Stated task.
How many lines in the listing below contain the word "Target"? Reply with the number alone.

** begin **

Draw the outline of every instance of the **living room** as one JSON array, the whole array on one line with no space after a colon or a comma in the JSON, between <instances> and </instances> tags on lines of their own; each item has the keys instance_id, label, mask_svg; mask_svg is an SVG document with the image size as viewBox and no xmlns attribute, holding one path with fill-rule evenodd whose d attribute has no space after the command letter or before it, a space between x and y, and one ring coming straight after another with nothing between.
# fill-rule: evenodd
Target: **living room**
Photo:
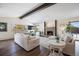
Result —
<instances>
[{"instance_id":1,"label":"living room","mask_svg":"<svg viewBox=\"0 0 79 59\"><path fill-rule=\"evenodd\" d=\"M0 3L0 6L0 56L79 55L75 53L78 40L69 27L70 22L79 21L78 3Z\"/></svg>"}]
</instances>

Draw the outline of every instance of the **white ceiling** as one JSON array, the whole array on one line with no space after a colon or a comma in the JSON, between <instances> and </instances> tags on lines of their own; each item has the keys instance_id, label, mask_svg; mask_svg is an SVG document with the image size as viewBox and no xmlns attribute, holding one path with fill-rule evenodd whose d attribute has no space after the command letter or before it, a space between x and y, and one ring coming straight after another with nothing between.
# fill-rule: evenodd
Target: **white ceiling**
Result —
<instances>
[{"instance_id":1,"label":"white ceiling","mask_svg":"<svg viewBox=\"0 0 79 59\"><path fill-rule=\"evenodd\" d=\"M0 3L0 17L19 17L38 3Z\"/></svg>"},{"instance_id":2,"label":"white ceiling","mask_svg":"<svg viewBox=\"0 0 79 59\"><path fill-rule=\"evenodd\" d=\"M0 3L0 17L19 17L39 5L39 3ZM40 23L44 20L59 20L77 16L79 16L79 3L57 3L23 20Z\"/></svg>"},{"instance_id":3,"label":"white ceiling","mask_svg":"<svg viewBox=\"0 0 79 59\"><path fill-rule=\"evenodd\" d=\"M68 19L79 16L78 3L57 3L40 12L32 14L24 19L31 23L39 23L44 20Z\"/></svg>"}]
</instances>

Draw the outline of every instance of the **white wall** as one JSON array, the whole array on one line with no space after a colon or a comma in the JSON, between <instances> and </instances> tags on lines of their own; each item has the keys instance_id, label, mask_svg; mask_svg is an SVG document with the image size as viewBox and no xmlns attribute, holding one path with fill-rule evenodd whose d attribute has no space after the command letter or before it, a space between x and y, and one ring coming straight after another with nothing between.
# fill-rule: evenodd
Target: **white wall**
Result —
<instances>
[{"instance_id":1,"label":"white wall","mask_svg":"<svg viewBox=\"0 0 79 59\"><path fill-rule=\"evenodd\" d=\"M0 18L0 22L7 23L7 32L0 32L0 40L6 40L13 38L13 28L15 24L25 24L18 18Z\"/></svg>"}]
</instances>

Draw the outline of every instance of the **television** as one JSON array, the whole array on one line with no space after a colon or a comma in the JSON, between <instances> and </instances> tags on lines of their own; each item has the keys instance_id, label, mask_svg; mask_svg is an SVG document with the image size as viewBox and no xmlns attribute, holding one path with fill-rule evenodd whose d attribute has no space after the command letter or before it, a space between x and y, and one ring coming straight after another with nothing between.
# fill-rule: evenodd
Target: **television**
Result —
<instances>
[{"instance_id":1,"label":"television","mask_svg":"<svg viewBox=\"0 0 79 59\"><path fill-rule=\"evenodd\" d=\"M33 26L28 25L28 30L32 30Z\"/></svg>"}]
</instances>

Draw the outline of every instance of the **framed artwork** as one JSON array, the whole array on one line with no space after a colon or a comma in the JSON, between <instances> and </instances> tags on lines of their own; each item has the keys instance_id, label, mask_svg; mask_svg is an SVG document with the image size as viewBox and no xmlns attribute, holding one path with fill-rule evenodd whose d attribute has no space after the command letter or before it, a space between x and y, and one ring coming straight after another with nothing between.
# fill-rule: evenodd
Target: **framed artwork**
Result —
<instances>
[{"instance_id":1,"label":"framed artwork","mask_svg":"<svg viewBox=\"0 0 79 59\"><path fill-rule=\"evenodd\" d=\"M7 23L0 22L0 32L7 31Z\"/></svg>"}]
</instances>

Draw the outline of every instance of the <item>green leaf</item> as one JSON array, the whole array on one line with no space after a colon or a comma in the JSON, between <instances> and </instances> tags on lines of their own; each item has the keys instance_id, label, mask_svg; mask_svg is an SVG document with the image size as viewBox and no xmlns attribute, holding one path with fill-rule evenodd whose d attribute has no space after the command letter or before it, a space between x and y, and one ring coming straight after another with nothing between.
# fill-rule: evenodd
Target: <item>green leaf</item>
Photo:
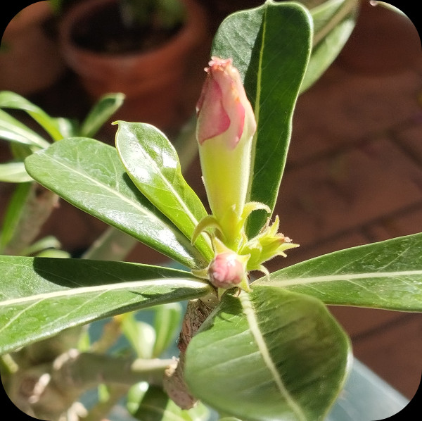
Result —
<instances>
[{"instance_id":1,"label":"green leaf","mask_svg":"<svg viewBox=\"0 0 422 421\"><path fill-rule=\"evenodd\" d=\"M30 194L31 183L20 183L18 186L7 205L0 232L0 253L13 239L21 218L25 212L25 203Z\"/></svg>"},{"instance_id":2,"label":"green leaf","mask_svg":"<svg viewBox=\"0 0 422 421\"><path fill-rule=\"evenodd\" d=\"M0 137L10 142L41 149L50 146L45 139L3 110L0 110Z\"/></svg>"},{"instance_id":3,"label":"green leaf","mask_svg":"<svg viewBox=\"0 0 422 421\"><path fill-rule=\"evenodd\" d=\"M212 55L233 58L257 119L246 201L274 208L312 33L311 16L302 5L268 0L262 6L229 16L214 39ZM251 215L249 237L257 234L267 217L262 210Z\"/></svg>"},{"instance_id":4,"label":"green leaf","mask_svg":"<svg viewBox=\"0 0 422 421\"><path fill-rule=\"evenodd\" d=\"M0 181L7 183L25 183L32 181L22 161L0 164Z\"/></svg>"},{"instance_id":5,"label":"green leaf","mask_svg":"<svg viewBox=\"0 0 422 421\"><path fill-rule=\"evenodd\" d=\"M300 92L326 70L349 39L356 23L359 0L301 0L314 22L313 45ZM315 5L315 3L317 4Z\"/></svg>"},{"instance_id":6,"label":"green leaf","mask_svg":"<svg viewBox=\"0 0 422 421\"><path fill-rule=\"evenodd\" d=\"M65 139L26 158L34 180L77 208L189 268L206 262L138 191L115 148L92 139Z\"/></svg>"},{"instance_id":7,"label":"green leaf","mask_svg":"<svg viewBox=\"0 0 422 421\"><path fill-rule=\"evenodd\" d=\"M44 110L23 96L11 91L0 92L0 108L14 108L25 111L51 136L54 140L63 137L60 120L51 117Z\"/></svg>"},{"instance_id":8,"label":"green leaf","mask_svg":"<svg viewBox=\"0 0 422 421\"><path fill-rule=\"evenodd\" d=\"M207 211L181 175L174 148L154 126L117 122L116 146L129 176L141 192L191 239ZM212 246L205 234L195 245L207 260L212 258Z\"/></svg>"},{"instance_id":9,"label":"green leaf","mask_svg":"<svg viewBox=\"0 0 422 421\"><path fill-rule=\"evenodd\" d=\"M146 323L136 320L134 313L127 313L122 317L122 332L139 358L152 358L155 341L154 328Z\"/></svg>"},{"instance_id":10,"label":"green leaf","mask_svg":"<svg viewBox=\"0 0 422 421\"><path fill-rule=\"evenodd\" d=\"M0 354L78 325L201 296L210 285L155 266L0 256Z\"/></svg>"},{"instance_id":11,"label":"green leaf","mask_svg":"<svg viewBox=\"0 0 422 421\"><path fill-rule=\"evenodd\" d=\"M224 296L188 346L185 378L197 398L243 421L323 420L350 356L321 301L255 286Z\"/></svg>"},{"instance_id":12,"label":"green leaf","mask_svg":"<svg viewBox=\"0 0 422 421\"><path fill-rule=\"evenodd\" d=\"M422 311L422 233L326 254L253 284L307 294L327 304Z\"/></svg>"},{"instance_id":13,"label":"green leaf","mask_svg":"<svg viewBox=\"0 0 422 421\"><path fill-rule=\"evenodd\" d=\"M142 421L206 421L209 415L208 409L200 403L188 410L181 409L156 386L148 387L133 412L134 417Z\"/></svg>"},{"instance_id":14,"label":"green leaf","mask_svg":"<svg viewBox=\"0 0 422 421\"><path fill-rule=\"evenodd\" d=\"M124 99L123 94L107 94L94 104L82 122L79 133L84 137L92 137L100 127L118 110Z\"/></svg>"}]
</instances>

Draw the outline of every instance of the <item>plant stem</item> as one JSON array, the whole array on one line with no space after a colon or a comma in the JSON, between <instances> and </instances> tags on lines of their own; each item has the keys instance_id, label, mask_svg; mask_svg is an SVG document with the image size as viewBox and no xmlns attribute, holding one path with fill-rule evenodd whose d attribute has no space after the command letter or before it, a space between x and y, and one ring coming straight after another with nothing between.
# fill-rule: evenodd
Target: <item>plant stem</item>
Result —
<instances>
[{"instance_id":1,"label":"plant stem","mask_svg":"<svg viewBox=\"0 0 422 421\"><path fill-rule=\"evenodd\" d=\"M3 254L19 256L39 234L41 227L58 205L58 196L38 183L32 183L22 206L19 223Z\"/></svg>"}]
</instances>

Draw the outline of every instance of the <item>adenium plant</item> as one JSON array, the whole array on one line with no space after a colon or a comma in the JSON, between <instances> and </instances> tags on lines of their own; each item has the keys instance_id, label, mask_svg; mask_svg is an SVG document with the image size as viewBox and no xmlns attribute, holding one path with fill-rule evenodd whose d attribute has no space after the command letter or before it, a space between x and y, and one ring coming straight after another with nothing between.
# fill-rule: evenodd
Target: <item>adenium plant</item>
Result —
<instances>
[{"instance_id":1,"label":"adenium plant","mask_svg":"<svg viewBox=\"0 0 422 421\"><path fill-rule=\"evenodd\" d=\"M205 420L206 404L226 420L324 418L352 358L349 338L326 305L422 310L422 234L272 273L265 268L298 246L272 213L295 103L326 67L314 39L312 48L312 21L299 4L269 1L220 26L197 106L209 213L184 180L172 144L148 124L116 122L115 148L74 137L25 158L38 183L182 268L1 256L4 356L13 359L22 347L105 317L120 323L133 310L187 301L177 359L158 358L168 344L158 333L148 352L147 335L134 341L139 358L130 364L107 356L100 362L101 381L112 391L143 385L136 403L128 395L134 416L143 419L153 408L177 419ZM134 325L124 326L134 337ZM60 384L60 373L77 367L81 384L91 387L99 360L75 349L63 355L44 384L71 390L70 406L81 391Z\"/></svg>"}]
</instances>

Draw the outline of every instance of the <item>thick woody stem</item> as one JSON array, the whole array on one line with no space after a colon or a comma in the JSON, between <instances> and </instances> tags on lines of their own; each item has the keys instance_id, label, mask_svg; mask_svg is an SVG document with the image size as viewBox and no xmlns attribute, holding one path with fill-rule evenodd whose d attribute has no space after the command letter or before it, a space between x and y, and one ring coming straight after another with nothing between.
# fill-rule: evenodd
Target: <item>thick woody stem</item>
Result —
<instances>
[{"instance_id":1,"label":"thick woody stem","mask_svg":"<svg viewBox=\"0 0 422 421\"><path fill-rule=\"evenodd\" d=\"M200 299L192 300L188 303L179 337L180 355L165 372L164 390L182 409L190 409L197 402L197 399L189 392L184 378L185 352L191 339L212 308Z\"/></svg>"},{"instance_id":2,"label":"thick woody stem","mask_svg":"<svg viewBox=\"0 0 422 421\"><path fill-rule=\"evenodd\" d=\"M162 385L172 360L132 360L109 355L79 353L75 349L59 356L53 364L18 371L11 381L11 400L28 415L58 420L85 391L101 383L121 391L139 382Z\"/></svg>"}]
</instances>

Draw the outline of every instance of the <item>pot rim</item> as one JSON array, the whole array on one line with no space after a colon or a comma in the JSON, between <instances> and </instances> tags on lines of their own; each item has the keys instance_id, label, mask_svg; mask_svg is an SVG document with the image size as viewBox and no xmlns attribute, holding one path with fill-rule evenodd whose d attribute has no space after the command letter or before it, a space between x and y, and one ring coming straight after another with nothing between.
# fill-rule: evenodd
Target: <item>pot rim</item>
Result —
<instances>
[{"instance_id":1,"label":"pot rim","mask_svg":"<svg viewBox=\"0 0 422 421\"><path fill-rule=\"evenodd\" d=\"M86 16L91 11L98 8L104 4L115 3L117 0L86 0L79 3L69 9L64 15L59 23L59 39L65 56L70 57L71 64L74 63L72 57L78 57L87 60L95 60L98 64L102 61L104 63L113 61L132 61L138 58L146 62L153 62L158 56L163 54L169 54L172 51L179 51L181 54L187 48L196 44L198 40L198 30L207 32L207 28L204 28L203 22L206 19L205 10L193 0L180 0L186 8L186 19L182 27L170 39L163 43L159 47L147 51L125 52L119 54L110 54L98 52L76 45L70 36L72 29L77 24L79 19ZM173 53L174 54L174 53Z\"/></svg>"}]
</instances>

** end **

Worked answer.
10